**The records**
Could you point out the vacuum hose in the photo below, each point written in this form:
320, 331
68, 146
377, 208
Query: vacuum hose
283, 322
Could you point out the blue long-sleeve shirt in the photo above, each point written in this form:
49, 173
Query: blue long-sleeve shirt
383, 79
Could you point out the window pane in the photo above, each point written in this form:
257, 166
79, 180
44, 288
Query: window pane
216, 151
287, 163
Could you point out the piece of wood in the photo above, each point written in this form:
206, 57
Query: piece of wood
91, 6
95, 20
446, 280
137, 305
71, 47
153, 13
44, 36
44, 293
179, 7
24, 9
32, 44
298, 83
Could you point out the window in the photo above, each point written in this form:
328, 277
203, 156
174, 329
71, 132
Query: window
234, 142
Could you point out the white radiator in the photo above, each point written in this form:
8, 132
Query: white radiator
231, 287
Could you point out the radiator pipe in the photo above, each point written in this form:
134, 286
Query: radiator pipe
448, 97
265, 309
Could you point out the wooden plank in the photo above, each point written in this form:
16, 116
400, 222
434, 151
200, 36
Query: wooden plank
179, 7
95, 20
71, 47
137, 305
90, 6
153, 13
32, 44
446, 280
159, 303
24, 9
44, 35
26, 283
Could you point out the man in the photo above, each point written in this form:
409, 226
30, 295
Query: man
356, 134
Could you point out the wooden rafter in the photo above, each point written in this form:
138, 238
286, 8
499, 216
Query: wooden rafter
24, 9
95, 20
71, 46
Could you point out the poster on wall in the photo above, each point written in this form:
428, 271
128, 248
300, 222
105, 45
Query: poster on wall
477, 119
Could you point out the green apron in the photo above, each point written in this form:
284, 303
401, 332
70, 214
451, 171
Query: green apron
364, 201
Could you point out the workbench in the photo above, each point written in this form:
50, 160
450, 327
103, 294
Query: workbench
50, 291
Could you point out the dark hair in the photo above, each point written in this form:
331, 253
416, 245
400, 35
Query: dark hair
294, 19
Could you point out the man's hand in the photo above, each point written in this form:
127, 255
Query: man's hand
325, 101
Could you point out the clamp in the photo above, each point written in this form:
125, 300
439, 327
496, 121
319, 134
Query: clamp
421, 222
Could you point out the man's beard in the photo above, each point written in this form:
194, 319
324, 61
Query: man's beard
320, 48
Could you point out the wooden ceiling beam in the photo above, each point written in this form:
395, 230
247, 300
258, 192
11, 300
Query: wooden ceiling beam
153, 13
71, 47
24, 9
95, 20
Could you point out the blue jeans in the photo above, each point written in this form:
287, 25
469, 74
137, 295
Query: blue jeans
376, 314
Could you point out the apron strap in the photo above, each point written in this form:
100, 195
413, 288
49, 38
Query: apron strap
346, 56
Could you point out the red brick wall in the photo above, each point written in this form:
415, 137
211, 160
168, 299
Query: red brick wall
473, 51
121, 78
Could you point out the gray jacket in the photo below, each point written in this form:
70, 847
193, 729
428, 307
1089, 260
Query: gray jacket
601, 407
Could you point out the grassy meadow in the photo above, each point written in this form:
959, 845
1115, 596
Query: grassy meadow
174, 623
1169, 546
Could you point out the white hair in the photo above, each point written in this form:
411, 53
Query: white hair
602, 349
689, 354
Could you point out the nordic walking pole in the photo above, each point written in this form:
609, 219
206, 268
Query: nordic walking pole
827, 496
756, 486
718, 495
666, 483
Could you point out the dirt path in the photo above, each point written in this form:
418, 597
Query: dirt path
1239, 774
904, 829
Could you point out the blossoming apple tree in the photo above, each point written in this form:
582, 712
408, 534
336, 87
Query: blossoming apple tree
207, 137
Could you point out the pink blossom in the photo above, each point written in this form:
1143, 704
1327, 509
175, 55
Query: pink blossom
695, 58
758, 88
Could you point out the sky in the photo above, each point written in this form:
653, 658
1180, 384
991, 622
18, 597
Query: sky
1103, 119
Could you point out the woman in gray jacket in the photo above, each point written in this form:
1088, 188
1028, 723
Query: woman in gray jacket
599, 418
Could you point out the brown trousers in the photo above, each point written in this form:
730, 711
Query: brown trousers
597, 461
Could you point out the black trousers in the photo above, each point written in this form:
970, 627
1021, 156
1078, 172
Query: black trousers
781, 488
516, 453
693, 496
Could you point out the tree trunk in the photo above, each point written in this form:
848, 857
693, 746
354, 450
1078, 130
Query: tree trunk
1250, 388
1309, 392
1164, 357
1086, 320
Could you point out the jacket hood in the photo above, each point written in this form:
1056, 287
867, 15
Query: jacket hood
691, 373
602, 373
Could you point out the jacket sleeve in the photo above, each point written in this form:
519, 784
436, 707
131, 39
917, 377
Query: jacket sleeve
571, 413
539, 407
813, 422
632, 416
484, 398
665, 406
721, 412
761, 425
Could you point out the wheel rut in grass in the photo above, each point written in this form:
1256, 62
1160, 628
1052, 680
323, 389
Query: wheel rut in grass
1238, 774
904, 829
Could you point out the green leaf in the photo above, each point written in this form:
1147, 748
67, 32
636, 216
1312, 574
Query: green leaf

**Given instruction**
Without leaving anything out, quote all the data.

**Completed exercise**
Could you point out the vacuum hose in the photo below, each point written in this form:
320, 331
68, 146
377, 208
Query: vacuum hose
283, 322
Could you point out the blue long-sleeve shirt in the photo above, each point written in this form:
49, 173
Query: blue long-sleeve shirt
383, 79
Could you point out the window pane in the photo above, each point written in this form:
257, 166
79, 180
44, 288
Query: window pane
216, 151
287, 163
Could you point out the piece of wood in the photo above, each point written in this form:
206, 57
Query: piece of wood
91, 6
95, 20
446, 280
137, 305
71, 47
153, 13
44, 36
44, 293
179, 7
24, 9
32, 44
298, 83
Could you point out the window in the photo above, each point written in this form:
328, 277
203, 156
174, 329
71, 132
Query: window
234, 142
Could you point out the white radiator in the photo above, each point written in this form:
8, 132
Query: white radiator
231, 287
Could you point out the radiator pipe in the photo above, each point written in this form:
134, 286
Query: radiator pipe
448, 97
265, 309
Could you point out the wooden plank in the photo above, each point written in this form:
16, 116
400, 222
434, 151
200, 36
Query: wooden plank
179, 7
95, 20
71, 47
137, 305
90, 6
153, 13
32, 44
446, 280
159, 303
24, 9
44, 35
26, 283
Could you point out the man in the photo above, each point written in this form:
409, 226
30, 295
Query: man
356, 134
Could you point out the wooden rafter in the photo above, each point written in this form:
138, 238
286, 8
499, 216
Query: wooden rafter
24, 9
95, 20
71, 46
Could you point out the poster on wall in the photo above, each point written in this form:
428, 271
128, 248
300, 222
105, 45
Query: poster on wall
477, 119
Could you point out the green apron in the photo above, each point written in this form:
284, 303
401, 332
70, 214
451, 171
Query: green apron
364, 201
Could you point out the workbench in the photo above, each point written in this form:
50, 160
450, 327
103, 294
Query: workbench
50, 291
Could you point out the dark hair in the photo above, each point written in this form:
331, 253
416, 245
400, 35
Query: dark hair
294, 19
Could you point out the man's hand in the photo above, each point written in this form:
127, 255
Query: man's hand
325, 101
Could you point out the clamp in the photo above, each point written in this form:
125, 300
439, 327
496, 121
319, 134
Query: clamp
421, 222
Could you point out the man's beard in the photo above, each point written in this form:
194, 319
324, 61
Query: man's beard
320, 48
Could you point out the wooden ceiling beam in the photo above, each point written in this form:
395, 230
247, 300
258, 192
11, 300
Query: wooden ceiling beam
153, 13
71, 47
24, 9
95, 20
Could you point out the blue jeans in the photo above, each point written in this form:
287, 25
469, 74
137, 295
Query: blue jeans
376, 314
Could you point out the apron strap in the photo above, each point written in this form:
100, 195
413, 288
49, 38
Query: apron strap
346, 56
Could you point out the red brick wall in the photo above, each point written in this form:
415, 137
211, 160
168, 299
Query: red brick wall
473, 51
121, 78
Could you point out the gray jacket in the photo below, each point written in this form:
70, 847
193, 729
428, 307
1089, 260
Query: gray jacket
601, 407
Could you point out the grassy meadow in the photo above, each point written in this form:
959, 845
1115, 596
Query: grassy meadow
174, 623
1169, 546
Could you point out the white hair in the photo above, each point written in this form:
411, 53
Query: white hair
602, 349
689, 354
Could you point out the nordic walking pole in the photo above, each point written in this form:
609, 219
206, 268
Query: nordic walking pole
827, 496
756, 486
718, 495
666, 483
Could you point out the dirt path in the photo above, each point written in this form:
418, 597
Query: dirt path
1239, 774
904, 829
Could you point out the blossoming apple tree in the photo above, each point written in this form:
582, 712
408, 534
336, 87
Query: blossoming apple tree
207, 137
Could you point out the pink blossom in the photo above, each point written in this form:
1143, 704
1327, 509
175, 55
Query: pink blossom
695, 58
758, 88
Could you point out the sky in the photo above, each point written in this form:
653, 658
1180, 384
991, 622
18, 597
Query: sky
1103, 119
Could you point out the woman in gray jacket in the photo above, each point written in this form:
1088, 188
1028, 723
Query: woman in gray jacket
599, 418
Could you point out the brown trousers in the photo above, each point written in this form:
730, 711
Query: brown trousers
597, 461
Could you point out the black trousers in the photo above, each point written in this form:
970, 627
1021, 156
1078, 172
Query: black trousers
781, 488
516, 453
693, 496
Could you point out the tree trunk in the photo above, each point written in this form:
848, 857
693, 746
354, 450
1078, 130
Query: tree trunk
1250, 388
1309, 392
1164, 357
1086, 320
Could you point out the jacket hood in the photo above, each point written in this form:
1056, 287
867, 15
Query: jacket hood
691, 373
602, 373
Could you point out the jacket sleeve in the photo above, each point written in this form:
519, 784
436, 707
131, 39
917, 377
Query: jacket sleeve
571, 413
539, 407
813, 422
632, 416
484, 398
665, 406
721, 412
761, 425
Could you point out the wheel rut in grass in the photo above, each point written in this form:
1256, 62
1160, 628
1052, 680
323, 389
Query: wheel rut in grass
1238, 774
904, 829
Could you point out the green leaf in the photo above, each point written in this form:
1147, 748
67, 32
636, 216
1312, 574
Query: green leaf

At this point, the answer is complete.